Required actions:
(1) State how many lines in the rows contain the word "yellow", and give only that number.
(2) Continue the text on Lehman's bankruptcy and the credit default swap market from its last sentence.

Text section:
________

Lehman CDS and debt liquidation

September 15, 2008

We will now see major deleveraging in a large number of firms, as derivatives, swaps and other positions to which Lehman was a counterparty are unwound. According to Bloomberg, 10 large banks including JPMorgan , Goldman Sachs and Citigroup have pooled 70 billion in a fund to create liquidity as deleveraging and unwinding of positions is taking place. As of May 31st, Lehman’s total debt is 613 billion dollars, according to Financial Times.

 

 

With respect to the CDS market, because Lehman’s bankruptcy filing came one hour after ISDA’s cancellation deadline,  there’s some fear that netting trades that were agreed between counterparties may have become useless. This would significantly complicate the counterparty risk issue. 

 

 

From FT Alphaville:

 

“The cost of insuring European corporate debt against default shot up on Monday morning, however, market participants said very little trading was actually going on and that market liquidity could be frozen for days or even longer as everyone awaited clarity on the impact of the collapse of such a large counterparty as Lehman Brothers. Traders and analysts said they hoped there might be some improvement once the US credit default swap markets opened this afternoon, but that that was far from assured.

 

“This is a big threat to the CDS markets as a whole, which is truly scary because that was the last liquid market. Here, we’re all wondering whether Lehman might have blown up the market”, said one hedge fund trader”

________

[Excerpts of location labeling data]
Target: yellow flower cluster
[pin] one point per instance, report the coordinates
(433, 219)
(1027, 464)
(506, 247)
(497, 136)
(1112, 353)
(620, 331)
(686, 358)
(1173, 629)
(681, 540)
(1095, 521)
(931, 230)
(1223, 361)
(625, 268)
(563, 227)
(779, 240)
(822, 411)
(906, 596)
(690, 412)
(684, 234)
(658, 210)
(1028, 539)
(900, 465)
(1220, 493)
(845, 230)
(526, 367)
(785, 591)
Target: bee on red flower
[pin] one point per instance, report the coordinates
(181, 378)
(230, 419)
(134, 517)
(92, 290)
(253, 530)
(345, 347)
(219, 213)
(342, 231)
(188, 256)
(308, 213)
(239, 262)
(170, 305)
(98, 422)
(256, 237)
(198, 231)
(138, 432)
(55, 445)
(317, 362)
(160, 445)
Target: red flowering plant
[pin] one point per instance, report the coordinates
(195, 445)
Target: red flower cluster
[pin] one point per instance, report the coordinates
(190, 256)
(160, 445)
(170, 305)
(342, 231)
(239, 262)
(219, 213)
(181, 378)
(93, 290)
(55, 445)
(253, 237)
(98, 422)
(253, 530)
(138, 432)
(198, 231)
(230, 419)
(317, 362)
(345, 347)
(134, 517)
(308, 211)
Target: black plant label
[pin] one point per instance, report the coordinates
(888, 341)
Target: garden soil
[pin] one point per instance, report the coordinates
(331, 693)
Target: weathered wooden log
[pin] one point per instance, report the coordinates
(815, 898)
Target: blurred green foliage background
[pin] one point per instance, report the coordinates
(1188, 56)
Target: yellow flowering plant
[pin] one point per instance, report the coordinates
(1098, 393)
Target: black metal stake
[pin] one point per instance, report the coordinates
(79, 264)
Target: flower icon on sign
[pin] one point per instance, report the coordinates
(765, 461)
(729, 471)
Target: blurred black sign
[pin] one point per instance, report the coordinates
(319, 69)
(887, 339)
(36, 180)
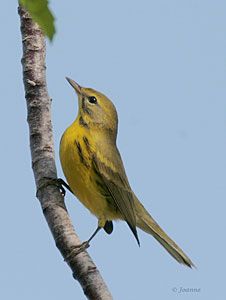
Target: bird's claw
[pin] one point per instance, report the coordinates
(76, 250)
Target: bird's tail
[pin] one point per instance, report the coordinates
(148, 224)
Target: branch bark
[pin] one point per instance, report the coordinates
(43, 163)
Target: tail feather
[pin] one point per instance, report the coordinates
(148, 224)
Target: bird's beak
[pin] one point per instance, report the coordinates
(75, 85)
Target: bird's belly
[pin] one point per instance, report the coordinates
(79, 175)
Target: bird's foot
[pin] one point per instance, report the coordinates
(76, 250)
(58, 182)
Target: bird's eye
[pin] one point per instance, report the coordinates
(92, 100)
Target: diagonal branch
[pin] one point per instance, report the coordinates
(43, 164)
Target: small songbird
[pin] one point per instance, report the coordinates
(95, 173)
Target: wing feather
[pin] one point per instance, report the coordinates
(118, 189)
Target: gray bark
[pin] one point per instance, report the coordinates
(43, 163)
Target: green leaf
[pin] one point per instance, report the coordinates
(41, 14)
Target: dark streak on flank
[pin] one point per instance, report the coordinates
(87, 144)
(83, 123)
(82, 160)
(85, 109)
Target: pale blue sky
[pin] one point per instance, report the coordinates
(163, 65)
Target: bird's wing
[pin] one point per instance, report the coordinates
(113, 179)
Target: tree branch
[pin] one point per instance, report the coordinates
(43, 163)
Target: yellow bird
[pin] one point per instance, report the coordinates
(95, 173)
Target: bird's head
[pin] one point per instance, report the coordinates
(96, 111)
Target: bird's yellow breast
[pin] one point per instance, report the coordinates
(76, 162)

________

Written answers:
(1) 4

(2)
 

 

To deal with liquidity issues, BoE has offered 5 billion pounds for three days in an exceptional operation, attracting bids for 24.1 billion pounds. The European Central has also allotted 30 billion euros ($42.04 billion) in a one-day liquidity operation; again, there was far greater demand, with 51 bids for 90 billion euros. The Fed has increased the collateral window for PDCF to include stocks, and the amount offered on term securities lending facility has been expanded by 25 billion.

 

 

The hope is that a bottom can be found to the firesales, and liquidity issues that arise can be prevented from turning into solvency issues at any major firm.

 

 

Meanwhile, Fitch has downgraded Lehman’s long and short term issuer debt rating to D, and outstanding debt has been downgraded to C. The expectation for recovery in Lehman’s highest ranking, senior unsecured debt, is thought to be around 60 cents on the dollar, with  138 billion of Lehman’s bond debt owned by Bank of New York Mellon and Citigroup. Bank of New York Mellon’s role is that of a trustee, and the firm has no direct exposure, according to its statement. 

 

 

There’s also the issue of AIG’s rating downgrade, which could potentially be more problematic on the longer run.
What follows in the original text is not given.